Text START
I also disagree that the separation of the behaviour of a real-world LLM trained by one of the leading labs (e.g., GPT-4, Claude) into a pure simulator (That-Which-Predicts, in the terms of this post) and something else (though not exactly “masks”, aka simulacra, because these are instantiated with concrete context, while we are talking about the behaviour of a fine-tuned LLM across all contexts!) is a good move. I think this separation will lead to more confusion and deranged predictions than clarity and correct predictions.
IMO, it’s better to think about an LLM as a monolithic complex adaptive system with multiple dynamic tendencies, or “forces”, namely “prediction of next token” and “fine-tuning bias” forces, which give rise to a non-trivial landscape (and, hence, local minima/attractors) of potential in the context/behaviour space.
This is the key place of the whole post. If you have an underlying mechanistic theory (even if vague, or even just some mechanistic observations that don’t quite add up to a coherent theory but nevertheless inform intuitions) that supports the expectation that “fine-tuning shifts mask probabilities and only bias next-token prediction slightly and not particularly creates an underlying goal”, that explanation would be the most interesting part to read in this post.
Besides, tuning LLMs right during pre-training (which seems like the way to go for major labs) may change the standard picture of “self-supervised pre-training and only then fine-tuning” significantly and have rather different mechanistic dynamics, so the explanations that were developed for RLHF might not be transferable to this new training approach.
My intuition on fine tuning not creating new types of simulacra seems to me to be along the lines of:
Inside, you probably have a bunch of structures, that do various things. And then, these probably work together to make larger structures, and so on.
And then you apply fine-tuning which is trying to shift high-level aspects of the output.
And I figure, it’s probably a smaller step in terms of the underlying weights to shift from activating one structure more to activating another more, than it is to create a whole new structure.
But if you’re just shifting from one structure to another, without creating new structures, it seems more to me that this is just shifting to another sort of output the model could have created all along.
So, if fine tuning can achieve its objectives by shifting the simulacra probabilities it seems to me it would tend to do that first, before creating any new types of simulacra.
But I realize it’s more complicated than that, since a shift in activation of structures at one level is a creation of a new structure at a higher level.
This explanation implies that circuits, or “structures”, pretty much all there is in the mechanistic picture of transformers, and concepts, as inputs to downstream circuits, are “activated” probabilistically between 0 and 1.
But it seems likely impoverished, I think Transformers cannot be reduced to a network of circuits. There are perhaps also non-trivial concept representations within activation layers on which MLP layers perform non-trivial algorithmic computations. These representations and computations with them are probably easier to shift during RLHF than the circuit topology.
And there are probably yet more phenomena and dynamics in Transformers that couldn’t be reduced to the things mentioned above, but i’m out of my depth to discuss this.
Also, if feedback is applied throughout pre-training it must influence the very structures formed within the Transformer.
Perhaps I used the wrong term, I did not mean by “activating” just on/off (with “more” being taken to imply probability?). I mainly meant more weight, though on/off could also be involved. Sorry, I am not necessarily familiar with the technical terms used.
I am also thinking of “structures” as a more general concept than just circuits, and not necessarily isolated within the system. I am more thinking of a “structure” being a pattern within the system which achieves one or more functions. By a “higher level” structure I mean a structure made of other structures.
Yes, in the post I was only considering the case where fine-tuning is applied after. Feedback being applied during pre-training is a different matter.
Text END
Supplied data START
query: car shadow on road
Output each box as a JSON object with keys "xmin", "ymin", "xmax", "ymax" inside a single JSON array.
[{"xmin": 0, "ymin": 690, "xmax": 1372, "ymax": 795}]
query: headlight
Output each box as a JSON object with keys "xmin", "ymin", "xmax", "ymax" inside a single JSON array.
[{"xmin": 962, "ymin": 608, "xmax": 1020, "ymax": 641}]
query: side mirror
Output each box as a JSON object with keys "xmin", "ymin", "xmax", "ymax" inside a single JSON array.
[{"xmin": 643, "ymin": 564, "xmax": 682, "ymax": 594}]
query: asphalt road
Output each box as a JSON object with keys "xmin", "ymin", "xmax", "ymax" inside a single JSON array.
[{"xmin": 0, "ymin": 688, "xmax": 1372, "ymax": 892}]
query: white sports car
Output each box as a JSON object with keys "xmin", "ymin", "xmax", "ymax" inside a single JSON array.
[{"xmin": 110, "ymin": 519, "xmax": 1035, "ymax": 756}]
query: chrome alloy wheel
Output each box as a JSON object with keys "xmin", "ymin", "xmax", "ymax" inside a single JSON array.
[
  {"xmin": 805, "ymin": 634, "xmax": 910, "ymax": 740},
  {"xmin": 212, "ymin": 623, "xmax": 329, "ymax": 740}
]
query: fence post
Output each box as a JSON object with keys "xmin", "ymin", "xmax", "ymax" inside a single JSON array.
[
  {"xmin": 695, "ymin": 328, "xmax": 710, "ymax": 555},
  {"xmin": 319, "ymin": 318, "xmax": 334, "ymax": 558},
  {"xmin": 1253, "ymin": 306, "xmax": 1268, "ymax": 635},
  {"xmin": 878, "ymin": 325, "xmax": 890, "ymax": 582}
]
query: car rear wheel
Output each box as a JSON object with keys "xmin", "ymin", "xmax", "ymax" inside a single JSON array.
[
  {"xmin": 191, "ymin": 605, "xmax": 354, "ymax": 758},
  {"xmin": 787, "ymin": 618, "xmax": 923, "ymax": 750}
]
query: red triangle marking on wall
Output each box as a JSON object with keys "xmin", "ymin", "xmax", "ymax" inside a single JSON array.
Supplied data END
Task 1:
In the thread, which terms does the reply beginning "Perhaps I used the wrong term" clarify its intended meaning of?
Task 2:
Which two forces does the thread say give rise to a non-trivial landscape of potential in the context/behaviour space?

Expected output 1:
- "activating"
- "structures"
- "higher level" structure

Expected output 2:
The "prediction of next token" and "fine-tuning bias" forces.